**** Dataset excerpts
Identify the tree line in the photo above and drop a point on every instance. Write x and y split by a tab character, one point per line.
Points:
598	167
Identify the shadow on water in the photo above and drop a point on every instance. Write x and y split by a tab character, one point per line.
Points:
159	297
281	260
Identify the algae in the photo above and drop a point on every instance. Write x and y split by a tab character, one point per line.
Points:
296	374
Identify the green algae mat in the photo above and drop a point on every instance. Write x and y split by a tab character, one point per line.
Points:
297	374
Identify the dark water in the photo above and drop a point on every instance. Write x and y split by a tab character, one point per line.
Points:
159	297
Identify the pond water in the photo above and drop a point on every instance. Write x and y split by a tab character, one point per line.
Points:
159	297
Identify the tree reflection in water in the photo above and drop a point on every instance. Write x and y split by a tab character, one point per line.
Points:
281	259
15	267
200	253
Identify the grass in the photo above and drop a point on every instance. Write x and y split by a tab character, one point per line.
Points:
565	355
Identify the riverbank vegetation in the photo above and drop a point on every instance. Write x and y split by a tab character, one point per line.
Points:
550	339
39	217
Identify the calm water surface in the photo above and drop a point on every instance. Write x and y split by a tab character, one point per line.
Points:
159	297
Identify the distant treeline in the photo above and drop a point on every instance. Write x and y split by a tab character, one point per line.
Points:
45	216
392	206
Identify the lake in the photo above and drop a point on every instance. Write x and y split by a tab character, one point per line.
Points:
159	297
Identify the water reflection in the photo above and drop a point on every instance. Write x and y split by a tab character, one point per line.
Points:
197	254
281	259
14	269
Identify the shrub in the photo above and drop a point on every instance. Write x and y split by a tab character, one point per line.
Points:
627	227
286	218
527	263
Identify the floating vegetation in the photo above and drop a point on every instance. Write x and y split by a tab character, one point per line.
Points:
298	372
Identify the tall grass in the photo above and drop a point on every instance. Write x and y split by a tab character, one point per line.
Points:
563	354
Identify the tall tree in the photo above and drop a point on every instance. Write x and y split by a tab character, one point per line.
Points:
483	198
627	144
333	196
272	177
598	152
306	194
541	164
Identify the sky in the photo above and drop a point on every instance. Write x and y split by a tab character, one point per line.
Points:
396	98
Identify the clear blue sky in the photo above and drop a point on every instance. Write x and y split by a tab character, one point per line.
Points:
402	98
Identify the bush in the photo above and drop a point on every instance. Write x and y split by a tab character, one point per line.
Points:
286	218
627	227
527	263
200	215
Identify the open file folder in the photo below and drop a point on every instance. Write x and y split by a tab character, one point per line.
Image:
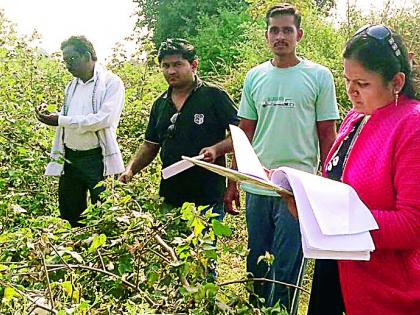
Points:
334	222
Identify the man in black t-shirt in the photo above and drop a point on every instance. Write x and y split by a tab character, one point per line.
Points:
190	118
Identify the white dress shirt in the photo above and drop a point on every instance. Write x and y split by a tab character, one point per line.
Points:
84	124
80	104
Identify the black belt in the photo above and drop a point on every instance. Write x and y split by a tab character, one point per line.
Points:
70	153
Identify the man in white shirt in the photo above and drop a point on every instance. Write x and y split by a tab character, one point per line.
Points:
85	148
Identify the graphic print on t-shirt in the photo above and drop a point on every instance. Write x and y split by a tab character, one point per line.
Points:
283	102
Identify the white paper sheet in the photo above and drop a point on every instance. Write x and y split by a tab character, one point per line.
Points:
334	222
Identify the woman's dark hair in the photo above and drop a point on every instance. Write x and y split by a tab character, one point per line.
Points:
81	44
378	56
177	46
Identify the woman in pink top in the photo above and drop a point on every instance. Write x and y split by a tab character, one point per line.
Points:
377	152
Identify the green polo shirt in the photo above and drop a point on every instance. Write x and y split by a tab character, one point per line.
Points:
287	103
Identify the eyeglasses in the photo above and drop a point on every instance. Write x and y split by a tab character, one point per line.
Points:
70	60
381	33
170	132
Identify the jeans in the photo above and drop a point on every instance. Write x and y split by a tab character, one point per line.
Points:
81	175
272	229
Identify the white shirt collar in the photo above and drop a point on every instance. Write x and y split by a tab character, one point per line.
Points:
********
**** Dataset excerpts
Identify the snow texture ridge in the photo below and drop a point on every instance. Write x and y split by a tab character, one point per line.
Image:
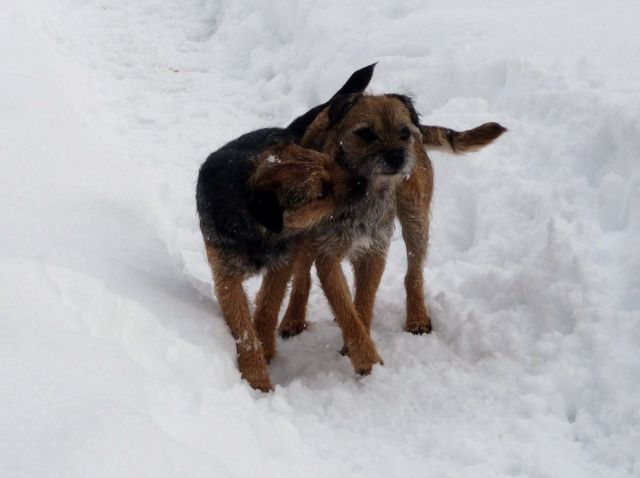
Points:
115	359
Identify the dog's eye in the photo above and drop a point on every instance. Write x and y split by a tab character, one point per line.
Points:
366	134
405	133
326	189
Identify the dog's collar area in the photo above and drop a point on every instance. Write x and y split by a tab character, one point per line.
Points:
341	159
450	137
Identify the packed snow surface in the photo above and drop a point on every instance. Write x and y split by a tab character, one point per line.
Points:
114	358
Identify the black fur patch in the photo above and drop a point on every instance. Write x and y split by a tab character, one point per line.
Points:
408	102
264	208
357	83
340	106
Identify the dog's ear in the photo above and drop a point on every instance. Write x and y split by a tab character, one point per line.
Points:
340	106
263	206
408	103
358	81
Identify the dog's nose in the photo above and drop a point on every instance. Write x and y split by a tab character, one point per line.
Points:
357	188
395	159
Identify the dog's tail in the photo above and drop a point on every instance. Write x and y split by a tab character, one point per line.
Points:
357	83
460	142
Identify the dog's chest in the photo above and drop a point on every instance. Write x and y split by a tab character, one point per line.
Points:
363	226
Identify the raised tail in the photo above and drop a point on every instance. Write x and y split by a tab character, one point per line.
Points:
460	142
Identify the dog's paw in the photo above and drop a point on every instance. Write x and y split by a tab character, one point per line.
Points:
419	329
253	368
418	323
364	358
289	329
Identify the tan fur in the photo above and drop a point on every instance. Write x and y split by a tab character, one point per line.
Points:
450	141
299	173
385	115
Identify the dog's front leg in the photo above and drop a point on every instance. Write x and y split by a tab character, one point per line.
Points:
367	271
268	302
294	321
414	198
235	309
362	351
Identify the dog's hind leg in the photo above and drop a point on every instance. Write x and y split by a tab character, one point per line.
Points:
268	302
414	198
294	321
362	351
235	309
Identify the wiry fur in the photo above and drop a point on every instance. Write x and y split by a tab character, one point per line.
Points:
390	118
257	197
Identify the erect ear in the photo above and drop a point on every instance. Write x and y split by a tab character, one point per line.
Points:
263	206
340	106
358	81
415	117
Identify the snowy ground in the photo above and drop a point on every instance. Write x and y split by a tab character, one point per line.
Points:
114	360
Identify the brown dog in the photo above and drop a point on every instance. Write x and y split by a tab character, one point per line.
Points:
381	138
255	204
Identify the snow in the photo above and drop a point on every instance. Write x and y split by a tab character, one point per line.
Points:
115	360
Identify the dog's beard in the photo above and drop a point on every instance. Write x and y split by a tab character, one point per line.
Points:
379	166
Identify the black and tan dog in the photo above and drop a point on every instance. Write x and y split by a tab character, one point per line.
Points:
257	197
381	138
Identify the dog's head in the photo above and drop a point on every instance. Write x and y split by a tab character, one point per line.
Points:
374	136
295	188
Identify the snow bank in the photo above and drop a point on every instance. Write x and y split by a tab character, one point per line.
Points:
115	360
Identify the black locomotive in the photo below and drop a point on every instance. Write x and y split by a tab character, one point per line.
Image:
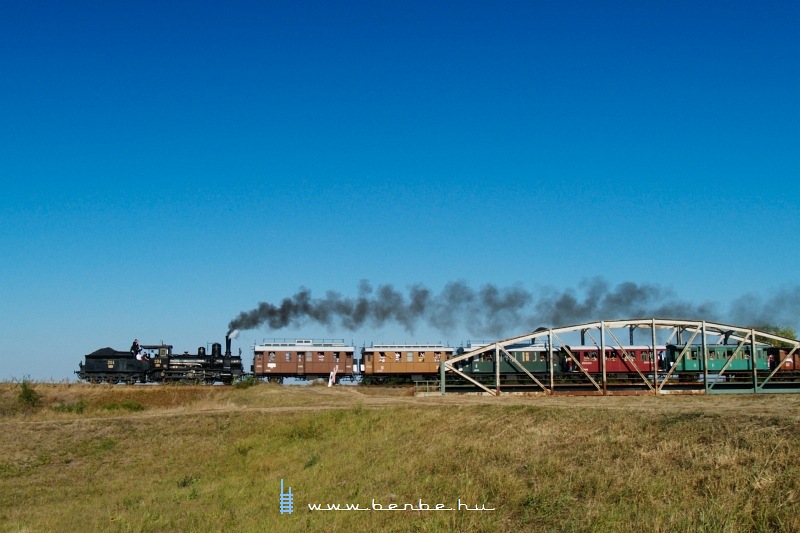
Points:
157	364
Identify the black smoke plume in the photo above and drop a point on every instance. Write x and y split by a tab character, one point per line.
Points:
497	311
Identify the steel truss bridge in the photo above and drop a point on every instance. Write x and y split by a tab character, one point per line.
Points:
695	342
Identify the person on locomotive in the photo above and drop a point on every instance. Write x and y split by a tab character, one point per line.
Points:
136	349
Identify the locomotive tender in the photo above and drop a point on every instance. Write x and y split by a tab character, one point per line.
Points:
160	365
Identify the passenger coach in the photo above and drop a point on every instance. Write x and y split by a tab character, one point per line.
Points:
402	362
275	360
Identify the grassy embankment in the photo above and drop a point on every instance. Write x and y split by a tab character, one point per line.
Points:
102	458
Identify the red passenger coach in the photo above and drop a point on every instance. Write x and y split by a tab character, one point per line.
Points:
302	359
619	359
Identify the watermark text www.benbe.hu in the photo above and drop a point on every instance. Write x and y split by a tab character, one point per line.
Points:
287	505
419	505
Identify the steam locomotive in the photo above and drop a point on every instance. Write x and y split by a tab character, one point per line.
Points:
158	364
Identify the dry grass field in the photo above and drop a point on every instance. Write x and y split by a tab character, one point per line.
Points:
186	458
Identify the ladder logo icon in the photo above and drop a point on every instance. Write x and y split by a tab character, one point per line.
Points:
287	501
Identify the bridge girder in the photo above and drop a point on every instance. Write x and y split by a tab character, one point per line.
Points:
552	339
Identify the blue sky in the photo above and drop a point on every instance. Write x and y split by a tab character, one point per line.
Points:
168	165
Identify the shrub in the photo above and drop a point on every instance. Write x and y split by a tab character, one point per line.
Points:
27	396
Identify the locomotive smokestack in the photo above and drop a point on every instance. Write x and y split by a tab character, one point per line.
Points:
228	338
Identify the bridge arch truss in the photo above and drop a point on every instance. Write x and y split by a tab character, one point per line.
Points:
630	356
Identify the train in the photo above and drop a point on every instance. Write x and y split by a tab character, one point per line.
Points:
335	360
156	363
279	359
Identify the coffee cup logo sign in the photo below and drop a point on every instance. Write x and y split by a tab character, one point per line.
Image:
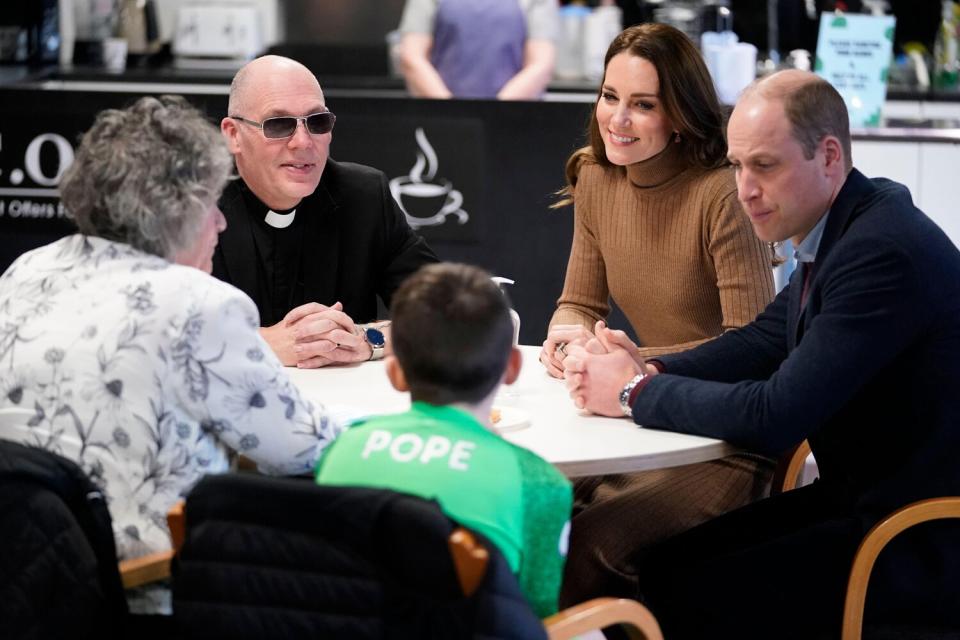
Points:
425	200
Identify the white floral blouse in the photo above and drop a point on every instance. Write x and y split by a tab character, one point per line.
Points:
********
## What is needed
Tally the lines in the entries above that contain the word "green", and give only that number.

## Solved exercise
2